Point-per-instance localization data

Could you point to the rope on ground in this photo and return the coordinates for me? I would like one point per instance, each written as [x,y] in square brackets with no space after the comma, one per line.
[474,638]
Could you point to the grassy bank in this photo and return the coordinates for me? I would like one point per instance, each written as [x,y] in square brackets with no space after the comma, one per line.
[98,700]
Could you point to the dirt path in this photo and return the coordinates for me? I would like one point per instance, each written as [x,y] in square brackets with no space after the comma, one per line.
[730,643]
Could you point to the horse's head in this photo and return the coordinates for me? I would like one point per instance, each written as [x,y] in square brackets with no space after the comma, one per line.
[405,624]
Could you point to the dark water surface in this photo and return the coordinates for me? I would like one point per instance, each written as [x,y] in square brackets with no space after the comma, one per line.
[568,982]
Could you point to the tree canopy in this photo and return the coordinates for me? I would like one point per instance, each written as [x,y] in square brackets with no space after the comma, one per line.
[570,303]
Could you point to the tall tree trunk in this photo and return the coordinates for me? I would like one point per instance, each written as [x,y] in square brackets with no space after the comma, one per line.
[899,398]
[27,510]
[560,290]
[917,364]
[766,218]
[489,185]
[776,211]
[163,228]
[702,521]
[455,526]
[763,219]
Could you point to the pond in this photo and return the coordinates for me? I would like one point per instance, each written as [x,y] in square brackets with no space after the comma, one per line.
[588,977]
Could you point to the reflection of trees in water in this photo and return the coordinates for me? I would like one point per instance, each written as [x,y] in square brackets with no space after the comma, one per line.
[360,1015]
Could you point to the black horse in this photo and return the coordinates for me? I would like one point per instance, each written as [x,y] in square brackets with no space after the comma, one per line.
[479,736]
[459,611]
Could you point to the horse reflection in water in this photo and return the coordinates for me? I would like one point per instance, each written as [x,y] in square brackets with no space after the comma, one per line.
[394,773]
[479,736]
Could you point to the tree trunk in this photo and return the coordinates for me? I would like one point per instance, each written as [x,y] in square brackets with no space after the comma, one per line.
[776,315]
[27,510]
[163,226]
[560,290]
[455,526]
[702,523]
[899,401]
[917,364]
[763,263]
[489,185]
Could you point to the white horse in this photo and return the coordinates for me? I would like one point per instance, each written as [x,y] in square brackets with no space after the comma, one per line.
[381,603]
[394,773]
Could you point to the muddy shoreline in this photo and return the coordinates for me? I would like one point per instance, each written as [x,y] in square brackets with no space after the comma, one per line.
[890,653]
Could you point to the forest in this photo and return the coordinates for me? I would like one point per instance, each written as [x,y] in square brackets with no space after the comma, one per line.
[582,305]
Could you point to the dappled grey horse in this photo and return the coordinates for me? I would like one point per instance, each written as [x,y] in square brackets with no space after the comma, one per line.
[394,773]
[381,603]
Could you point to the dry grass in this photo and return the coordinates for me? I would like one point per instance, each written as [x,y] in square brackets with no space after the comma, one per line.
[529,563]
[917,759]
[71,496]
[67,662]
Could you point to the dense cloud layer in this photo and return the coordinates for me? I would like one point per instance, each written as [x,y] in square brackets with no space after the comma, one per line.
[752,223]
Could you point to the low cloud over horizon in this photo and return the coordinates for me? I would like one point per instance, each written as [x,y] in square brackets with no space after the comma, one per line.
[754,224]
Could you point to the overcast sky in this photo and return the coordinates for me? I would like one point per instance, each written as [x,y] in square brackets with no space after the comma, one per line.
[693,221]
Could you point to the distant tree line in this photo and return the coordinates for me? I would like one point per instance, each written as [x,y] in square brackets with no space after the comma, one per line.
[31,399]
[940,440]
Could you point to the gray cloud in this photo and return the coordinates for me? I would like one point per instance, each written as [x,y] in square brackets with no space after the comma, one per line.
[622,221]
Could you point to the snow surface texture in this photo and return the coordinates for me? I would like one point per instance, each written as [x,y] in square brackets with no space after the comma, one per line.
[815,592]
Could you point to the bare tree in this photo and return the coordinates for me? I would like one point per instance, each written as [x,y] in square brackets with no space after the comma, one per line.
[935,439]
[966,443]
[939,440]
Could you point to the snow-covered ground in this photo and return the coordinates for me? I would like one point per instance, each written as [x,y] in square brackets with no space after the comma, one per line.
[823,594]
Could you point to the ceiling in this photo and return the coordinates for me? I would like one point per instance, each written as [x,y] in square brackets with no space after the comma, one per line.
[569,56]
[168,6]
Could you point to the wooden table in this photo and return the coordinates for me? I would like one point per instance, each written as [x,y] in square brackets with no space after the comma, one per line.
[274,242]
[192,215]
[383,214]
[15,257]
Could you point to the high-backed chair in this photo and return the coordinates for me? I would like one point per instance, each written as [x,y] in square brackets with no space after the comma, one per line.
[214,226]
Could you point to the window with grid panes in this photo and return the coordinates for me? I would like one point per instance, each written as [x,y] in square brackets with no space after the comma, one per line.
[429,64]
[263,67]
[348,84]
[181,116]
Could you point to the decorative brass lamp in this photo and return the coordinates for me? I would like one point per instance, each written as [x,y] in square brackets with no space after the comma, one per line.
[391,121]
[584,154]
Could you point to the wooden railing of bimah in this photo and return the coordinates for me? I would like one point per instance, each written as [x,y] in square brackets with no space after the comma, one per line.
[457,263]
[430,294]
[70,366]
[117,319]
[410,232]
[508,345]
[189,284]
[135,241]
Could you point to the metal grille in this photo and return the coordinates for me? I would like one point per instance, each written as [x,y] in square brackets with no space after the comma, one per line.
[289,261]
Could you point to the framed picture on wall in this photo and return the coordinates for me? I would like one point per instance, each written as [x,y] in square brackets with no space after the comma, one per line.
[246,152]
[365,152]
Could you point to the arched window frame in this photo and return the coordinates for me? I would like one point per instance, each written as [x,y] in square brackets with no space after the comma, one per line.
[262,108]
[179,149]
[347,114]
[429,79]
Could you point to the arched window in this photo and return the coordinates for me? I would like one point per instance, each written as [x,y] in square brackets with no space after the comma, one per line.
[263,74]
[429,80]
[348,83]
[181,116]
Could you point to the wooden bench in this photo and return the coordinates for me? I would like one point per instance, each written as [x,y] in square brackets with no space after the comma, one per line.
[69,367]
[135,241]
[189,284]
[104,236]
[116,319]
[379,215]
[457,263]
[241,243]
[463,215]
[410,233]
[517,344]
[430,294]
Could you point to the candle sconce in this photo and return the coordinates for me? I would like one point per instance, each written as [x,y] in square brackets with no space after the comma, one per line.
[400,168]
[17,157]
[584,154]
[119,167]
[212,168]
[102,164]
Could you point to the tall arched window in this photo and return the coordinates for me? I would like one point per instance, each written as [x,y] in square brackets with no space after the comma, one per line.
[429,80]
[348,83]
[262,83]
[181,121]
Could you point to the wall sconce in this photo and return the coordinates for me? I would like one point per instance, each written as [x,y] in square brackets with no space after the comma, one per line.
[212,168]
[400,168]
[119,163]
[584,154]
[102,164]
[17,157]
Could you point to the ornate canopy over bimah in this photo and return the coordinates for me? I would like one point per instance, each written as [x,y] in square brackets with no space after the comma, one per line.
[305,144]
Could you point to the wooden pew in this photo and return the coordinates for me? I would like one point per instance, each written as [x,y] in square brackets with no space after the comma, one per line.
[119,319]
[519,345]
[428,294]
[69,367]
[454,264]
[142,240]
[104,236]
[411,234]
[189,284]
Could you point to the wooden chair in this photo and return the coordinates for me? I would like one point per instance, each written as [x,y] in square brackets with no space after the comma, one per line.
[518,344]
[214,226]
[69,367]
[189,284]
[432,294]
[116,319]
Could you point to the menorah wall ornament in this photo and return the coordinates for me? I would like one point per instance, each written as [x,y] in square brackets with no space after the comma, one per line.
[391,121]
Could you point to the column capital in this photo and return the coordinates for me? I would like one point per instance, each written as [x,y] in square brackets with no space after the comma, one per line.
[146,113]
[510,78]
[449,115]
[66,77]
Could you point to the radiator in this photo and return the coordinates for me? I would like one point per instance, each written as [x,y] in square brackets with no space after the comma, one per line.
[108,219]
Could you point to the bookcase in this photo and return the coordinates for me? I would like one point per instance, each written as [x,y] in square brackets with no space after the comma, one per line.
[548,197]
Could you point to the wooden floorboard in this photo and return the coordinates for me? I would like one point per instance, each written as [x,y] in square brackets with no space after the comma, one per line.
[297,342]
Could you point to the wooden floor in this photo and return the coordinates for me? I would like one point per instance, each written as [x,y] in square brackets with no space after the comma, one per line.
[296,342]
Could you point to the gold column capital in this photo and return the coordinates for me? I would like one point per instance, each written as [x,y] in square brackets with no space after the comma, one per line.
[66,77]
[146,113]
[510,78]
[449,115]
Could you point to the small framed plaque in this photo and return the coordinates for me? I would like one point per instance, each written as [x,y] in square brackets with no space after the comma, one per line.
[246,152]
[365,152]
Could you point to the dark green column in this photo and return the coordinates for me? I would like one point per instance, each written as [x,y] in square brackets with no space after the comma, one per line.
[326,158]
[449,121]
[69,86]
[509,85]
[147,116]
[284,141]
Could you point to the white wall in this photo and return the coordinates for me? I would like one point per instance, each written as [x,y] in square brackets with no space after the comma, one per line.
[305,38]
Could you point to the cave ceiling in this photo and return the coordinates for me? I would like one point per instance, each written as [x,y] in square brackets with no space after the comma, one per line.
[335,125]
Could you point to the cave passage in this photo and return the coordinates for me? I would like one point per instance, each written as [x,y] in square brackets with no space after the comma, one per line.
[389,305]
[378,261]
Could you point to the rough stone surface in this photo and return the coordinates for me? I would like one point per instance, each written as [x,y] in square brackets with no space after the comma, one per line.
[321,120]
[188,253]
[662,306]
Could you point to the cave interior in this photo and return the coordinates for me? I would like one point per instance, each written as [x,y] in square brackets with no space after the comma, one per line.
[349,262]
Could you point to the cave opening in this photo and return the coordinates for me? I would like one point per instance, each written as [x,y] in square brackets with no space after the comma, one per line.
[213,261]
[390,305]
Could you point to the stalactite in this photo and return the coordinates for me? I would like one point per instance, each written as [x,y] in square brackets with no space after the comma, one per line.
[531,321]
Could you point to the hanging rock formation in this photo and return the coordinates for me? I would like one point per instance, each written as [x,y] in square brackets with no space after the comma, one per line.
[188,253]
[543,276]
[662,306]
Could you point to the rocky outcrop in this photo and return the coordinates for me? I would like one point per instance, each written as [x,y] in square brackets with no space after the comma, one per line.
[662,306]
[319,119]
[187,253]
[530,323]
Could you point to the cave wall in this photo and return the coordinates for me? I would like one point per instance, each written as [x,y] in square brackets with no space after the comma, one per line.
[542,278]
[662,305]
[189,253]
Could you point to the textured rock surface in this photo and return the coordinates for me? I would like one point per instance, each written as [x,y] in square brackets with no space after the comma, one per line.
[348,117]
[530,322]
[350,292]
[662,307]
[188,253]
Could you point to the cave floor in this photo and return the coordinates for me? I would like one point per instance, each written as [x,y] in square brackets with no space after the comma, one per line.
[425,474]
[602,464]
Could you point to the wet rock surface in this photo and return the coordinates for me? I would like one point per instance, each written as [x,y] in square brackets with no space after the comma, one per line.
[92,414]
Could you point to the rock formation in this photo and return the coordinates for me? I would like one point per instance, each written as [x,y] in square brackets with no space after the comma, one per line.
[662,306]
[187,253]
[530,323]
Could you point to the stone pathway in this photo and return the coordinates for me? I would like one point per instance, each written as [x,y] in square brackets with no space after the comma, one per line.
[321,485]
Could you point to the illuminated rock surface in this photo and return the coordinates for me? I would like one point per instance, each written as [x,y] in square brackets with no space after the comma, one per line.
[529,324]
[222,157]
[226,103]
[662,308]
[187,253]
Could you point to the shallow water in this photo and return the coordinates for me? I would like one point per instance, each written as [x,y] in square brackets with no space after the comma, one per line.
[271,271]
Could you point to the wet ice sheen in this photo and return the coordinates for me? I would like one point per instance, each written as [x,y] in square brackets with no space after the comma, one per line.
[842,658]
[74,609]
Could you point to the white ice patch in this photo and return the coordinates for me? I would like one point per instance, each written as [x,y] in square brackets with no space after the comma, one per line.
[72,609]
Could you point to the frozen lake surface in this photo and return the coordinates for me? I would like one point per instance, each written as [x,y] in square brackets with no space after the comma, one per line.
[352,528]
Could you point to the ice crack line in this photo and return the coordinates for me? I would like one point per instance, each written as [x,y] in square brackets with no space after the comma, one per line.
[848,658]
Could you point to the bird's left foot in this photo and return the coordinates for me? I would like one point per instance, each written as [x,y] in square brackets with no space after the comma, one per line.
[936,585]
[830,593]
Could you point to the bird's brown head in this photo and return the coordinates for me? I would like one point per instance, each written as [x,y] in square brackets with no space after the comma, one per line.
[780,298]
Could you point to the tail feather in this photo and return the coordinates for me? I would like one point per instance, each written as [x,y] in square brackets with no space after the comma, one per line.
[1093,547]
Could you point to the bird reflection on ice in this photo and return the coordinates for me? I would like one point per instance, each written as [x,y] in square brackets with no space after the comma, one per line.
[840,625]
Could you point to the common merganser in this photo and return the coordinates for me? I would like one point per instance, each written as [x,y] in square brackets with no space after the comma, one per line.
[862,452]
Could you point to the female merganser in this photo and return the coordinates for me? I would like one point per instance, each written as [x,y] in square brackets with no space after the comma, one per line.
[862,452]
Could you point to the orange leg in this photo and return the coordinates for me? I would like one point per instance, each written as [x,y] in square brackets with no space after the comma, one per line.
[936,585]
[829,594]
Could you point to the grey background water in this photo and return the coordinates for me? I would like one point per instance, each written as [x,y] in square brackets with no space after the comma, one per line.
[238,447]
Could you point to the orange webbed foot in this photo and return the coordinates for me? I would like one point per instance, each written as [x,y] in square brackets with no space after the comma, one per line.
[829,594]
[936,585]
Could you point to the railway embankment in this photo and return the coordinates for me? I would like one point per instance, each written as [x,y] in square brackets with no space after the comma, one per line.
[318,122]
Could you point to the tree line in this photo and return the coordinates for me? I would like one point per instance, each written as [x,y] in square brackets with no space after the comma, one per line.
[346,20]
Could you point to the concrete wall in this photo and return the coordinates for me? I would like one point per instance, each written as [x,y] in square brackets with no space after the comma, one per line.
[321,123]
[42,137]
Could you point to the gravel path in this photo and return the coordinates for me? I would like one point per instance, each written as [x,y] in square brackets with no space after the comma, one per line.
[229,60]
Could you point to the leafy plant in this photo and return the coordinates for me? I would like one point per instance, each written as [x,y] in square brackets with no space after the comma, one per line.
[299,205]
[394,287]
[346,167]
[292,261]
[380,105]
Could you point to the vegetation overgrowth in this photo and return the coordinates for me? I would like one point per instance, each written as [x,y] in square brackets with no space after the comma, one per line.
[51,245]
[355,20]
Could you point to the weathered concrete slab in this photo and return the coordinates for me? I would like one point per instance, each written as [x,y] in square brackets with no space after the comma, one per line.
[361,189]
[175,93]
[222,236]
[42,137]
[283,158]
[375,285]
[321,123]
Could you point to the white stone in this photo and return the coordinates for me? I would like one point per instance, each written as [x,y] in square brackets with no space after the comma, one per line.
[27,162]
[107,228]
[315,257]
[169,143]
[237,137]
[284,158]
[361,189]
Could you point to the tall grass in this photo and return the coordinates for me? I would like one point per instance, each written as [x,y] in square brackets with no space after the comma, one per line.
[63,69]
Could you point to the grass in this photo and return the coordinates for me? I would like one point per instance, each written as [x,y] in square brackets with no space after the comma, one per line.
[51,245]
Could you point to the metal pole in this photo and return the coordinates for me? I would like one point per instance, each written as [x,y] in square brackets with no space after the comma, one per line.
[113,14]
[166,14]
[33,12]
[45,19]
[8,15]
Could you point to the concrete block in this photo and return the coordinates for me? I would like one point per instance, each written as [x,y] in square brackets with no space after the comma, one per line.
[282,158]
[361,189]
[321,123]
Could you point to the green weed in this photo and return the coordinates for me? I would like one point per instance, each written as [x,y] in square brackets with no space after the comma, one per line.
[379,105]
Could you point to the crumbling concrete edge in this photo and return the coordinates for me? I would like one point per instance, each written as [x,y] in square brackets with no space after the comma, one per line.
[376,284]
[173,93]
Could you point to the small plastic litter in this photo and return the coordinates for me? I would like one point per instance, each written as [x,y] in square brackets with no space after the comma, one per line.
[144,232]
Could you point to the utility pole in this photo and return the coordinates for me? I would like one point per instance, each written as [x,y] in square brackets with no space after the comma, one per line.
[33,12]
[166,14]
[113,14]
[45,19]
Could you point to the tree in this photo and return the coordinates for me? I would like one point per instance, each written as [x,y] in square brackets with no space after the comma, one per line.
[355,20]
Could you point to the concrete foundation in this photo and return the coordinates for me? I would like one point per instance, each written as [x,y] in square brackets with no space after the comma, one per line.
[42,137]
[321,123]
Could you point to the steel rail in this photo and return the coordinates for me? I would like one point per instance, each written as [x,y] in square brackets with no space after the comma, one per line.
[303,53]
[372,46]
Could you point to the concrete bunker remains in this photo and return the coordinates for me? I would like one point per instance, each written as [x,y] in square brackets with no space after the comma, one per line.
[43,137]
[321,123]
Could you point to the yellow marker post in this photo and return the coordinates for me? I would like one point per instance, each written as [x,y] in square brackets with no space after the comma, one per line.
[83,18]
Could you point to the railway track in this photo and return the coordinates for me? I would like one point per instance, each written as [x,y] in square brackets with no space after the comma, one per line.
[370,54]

→ The problem: Search the entries for the line holding "Could you point to the concrete bunker". Return that line and the ones after it through the last, exactly.

→ Expected answer:
Could you point to the concrete bunker remains in this photo and return the coordinates for me? I would like one point per instance, each written as [x,y] in square brackets with no space after the comma, one per line.
[43,137]
[321,123]
Could you point to the yellow marker post in this photo and return the coordinates for me? I would like one point per instance, each written as [x,y] in square brackets with no space after the comma, one per line.
[83,18]
Could you point to the railway track in this photo and return the coordinates for me? I would like one point per instance, each written as [x,y] in square brackets with no space after the comma, one per line.
[370,54]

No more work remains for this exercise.